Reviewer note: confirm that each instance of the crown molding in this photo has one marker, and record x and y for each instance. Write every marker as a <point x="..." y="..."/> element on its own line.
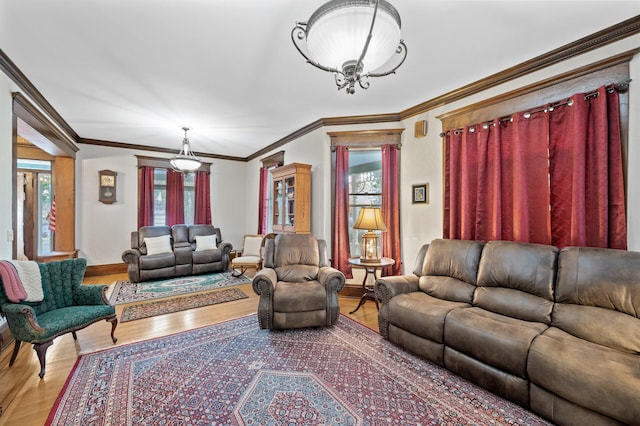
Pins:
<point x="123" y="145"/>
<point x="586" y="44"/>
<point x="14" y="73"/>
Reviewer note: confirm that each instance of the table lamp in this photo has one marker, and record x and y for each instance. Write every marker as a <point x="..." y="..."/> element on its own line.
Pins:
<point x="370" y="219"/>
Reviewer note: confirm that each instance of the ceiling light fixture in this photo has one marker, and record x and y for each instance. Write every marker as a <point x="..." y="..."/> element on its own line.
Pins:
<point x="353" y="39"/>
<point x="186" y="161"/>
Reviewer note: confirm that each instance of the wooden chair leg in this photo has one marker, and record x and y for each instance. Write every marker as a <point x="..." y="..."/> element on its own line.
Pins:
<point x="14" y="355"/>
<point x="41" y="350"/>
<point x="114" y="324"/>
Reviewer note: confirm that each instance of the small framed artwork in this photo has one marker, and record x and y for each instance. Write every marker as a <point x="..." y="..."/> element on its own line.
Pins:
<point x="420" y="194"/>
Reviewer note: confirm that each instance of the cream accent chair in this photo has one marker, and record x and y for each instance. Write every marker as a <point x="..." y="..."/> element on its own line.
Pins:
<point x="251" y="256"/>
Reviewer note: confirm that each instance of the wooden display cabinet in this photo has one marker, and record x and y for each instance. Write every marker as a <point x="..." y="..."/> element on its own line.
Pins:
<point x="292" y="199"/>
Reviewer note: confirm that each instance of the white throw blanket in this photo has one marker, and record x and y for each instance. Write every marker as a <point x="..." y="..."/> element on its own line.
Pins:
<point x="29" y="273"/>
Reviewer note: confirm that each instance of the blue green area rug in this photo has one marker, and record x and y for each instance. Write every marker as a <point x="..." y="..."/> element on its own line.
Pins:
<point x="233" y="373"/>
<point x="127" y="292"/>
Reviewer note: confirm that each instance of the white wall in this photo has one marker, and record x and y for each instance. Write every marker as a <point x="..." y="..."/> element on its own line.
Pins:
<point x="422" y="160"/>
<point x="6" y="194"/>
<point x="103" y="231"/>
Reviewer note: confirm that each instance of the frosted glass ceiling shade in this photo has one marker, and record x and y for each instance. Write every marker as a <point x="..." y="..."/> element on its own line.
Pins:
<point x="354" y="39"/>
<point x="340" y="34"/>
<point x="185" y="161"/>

********

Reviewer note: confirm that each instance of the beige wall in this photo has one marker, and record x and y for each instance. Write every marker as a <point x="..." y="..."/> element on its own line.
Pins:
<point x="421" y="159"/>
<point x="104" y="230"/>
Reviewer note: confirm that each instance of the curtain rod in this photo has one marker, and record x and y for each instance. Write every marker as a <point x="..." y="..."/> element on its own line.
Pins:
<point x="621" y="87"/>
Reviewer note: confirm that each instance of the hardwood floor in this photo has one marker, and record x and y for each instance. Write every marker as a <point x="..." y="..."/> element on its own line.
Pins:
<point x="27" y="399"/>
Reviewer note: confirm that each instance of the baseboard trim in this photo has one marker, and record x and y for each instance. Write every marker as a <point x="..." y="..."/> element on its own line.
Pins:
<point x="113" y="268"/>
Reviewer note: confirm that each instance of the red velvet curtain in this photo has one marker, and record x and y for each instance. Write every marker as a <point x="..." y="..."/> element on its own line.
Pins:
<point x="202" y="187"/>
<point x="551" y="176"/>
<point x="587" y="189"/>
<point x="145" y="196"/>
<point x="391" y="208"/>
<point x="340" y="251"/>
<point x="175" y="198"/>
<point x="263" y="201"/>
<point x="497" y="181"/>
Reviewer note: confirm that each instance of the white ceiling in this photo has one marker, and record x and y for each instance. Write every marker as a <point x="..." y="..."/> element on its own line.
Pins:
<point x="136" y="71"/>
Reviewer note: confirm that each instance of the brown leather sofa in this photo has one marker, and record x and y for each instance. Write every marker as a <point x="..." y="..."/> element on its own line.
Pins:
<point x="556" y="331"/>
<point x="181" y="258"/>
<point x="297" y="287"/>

********

* _EXERCISE_
List every line of the records containing the string "ceiling", matching case exactly.

* _FINAL ANSWER_
Reviewer note: confirm that each instance of the ceiling light fixture in this photo has one marker, and record x and y for each instance. Write every marker as a <point x="..." y="..."/> element on its own line.
Reviewer note: confirm that each instance of the frosted glass ceiling shade in this photo has one marker, and record x and y for each instance. Write every marker as a <point x="..." y="..."/> element on its own line.
Reviewer note: confirm that each instance of the white ceiling in this photo has one marker, and record x and y for each instance. Write every marker as a <point x="..." y="..."/> element on its own line.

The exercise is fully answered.